题目 | Freedom of Choice
Codeforces Round 908 (Div. 2)
E. Freedom of Choice
https://codeforces.com/contest/1894/problem/E
3 seconds / 512 megabytes
standard input / standard output
Problem
Let's define the anti-beauty of a multiset $\{b_1, b_2, \ldots, b_{len}\}$ as the number of occurrences of the number $len$ in the multiset.
You are given $m$ multisets, where the $i$-th multiset contains $n_i$ distinct elements, specifically: $c_{i, 1}$ copies of the number $a_{i,1}$, $c_{i, 2}$ copies of the number $a_{i,2}, \ldots, c_{i, n_i}$ copies of the number $a_{i, n_i}$. It is guaranteed that $a_{i, 1} < a_{i, 2} < \ldots < a_{i, n_i}$. You are also given numbers $l_1, l_2, \ldots, l_m$ and $r_1, r_2, \ldots, r_m$ such that $1 \le l_i \le r_i \le c_{i, 1} + \ldots + c_{i, n_i}$.

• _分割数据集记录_
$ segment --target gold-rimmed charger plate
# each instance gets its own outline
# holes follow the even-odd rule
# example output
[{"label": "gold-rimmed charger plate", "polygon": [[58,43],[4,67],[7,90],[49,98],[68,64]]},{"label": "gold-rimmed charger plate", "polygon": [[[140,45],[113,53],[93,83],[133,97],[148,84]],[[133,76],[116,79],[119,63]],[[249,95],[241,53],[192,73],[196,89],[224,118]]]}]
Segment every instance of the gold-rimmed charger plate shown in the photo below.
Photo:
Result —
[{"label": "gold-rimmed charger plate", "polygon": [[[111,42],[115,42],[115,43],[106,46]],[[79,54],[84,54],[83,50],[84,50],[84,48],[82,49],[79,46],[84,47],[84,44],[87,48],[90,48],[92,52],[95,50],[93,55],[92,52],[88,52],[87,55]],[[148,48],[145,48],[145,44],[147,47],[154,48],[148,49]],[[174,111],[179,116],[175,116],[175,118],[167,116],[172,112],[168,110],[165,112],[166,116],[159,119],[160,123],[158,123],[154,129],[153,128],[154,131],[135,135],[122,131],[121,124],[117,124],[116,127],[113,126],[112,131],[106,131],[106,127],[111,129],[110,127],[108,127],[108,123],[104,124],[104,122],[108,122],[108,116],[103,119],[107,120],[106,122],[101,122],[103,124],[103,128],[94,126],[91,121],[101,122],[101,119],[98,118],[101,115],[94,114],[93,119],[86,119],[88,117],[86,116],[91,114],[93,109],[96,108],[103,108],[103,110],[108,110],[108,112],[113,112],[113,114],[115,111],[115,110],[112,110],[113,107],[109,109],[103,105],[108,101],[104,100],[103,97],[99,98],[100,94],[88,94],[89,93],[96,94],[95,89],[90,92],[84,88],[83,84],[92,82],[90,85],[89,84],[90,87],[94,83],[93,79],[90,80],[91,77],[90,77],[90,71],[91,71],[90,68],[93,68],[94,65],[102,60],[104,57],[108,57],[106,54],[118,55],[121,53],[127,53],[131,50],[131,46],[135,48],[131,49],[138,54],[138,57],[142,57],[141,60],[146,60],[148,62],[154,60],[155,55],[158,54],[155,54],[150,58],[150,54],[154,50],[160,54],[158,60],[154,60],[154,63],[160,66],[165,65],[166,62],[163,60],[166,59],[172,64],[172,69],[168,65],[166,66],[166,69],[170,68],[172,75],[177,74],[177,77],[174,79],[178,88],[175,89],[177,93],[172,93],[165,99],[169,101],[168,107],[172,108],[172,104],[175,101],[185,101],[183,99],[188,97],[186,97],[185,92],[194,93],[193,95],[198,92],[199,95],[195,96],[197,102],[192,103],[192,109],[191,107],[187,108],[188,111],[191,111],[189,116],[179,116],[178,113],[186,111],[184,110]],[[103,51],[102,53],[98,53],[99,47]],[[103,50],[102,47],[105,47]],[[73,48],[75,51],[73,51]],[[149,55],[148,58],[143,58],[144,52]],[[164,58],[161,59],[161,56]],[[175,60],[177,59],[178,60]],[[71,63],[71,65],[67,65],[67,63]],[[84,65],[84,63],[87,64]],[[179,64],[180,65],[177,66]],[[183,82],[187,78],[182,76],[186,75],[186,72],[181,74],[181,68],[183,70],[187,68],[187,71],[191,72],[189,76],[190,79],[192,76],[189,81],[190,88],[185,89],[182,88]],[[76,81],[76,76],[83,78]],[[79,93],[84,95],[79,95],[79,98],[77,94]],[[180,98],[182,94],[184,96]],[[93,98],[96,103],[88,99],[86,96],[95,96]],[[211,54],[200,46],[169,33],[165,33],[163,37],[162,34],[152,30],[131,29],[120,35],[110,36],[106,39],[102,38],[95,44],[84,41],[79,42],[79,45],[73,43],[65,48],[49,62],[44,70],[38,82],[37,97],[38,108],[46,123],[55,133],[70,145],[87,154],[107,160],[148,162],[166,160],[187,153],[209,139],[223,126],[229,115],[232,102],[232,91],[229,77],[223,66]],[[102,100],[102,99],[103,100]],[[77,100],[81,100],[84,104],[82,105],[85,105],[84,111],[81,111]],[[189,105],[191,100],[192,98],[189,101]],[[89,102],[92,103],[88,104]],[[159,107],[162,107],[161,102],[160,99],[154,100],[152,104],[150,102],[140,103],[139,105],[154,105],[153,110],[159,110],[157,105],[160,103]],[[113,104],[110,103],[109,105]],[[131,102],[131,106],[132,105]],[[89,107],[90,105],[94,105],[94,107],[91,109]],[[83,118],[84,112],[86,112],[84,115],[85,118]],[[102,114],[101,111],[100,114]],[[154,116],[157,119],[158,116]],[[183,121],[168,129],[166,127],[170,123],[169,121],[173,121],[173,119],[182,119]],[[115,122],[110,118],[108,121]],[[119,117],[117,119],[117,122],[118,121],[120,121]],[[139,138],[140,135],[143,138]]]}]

• _本题任务_
- 1) 根据题面回答下列问题：
(a) 本题出自哪一场比赛？
(b) 本题的时间限制和内存限制各是多少？
(c) 一个多重集的 anti-beauty 是如何定义的？
- 2) 判断下列说法是否与题面相符，并引用题面原文作为依据：
(a) 第 i 个多重集中的数 a_{i,1} 到 a_{i,n_i} 严格递增。
(b) 本题的内存限制为 256 MB。
(c) 本题从标准输入读入，向标准输出写出。
- 3) 把题面中以含有“题目 | Freedom”的词句开头、以“in the multiset.”结尾的部分重写一遍，并将其中的“anti-beauty”替换为“ugliness”。

• _参考答案_
- 1)
(a) Codeforces Round 908 (Div. 2)。
(b) 时间限制为 3 秒，内存限制为 512 MB。
(c) 它等于数 len 在该多重集中出现的次数，其中 len 是多重集的元素个数。

- 2)
(a) 是。"It is guaranteed that $a_{i, 1} < a_{i, 2} < \ldots < a_{i, n_i}$."
(b) 否。"3 seconds / 512 megabytes"
(c) 是。"standard input / standard output"

- 3)
题目 | Freedom of Choice
Codeforces Round 908 (Div. 2)
E. Freedom of Choice
https://codeforces.com/contest/1894/problem/E
3 seconds / 512 megabytes
standard input / standard output
Problem
Let's define the ugliness of a multiset $\{b_1, b_2, \ldots, b_{len}\}$ as the number of occurrences of the number $len$ in the multiset.